§ **Text segment**:
The play is set in “The Present” (i.e., 1895), and revolves around two young men who create fictional excuses to escape tedious social obligations (relatable content!). Act I opens with Algernon receiving Jack (whom he calls “Ernest”) at his home. Jack is planning to propose to Algernon’s cousin Gwendolen, but Algernon discovers his secret – that his name isn’t Ernest at all (spoiler, it’s Jack), and Ernest is a rapscallion “brother” that Jack has invented as a reason to visit the city and a cover for his own bad behaviour.

But, plot twist, Algernon has a similar deception of his own. Whenever he needs an excuse to get out of something, he says that his friend Bunbury is very unwell and he must attend to the invalid’s bedside. He calls this Bunburying, the old-timey equivalent of “my mum says no”.

When Gwendolen shows up – with her mother, the formidable Lady Bracknell, in tow – Jack forges ahead with the proposal, and to his delight she accepts… because his name is Ernest (as far as she knows). She says she had always planned to marry a man by that name, and Jack resolves to have himself re-christened immediately, so that she never need know he’s deceived her.

In Act II, Algernon heads to Jack’s home in the country to meet his ward, an attractive young lady called Cecily. The devious rake presents himself as Ernest, Jack’s troubled brother, and in that guise himself proposes to Cecily. She, too, is particularly fond of the name Ernest, so Algernon also arranges to have himself christened accordingly.

Naturally, their deceptions are exposed and it takes some fancy footwork for Algernon and Jack to dance their way out of trouble. This collection has the full four-act version of The Importance Of Being Earnest, which includes the solicitor who comes to arrest “Ernest” for unpaid bills back in London. Apparently, the manager of the first production asked Wilde to cut it down, and some critics argue that “the three-act structure is more effective and theatrically resonant”… but I disagree.

Wilde’s wit and insight shines at full strength throughout The Importance Of Being Earnest. Take, for instance, this surprisingly timely gem:

ALGERNON: Oh! It is absurd to have a hard and fast rule about what one should read and one shouldn’t. One should read everything. More than half of modern culture depends on what one shouldn’t read.

§ **Given data**:

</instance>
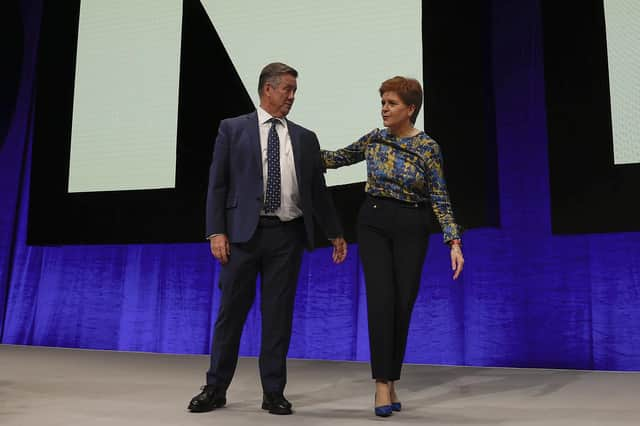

§ **Aim of the exercise**: In the play summary, starting at "In Act II, Algernon" and ending at "himself christened accordingly.", rename "Algernon" to "Algy" throughout and write out that passage.

§ **Exercise response**:
In Act II, Algy heads to Jack’s home in the country to meet his ward, an attractive young lady called Cecily. The devious rake presents himself as Ernest, Jack’s troubled brother, and in that guise himself proposes to Cecily. She, too, is particularly fond of the name Ernest, so Algy also arranges to have himself christened accordingly.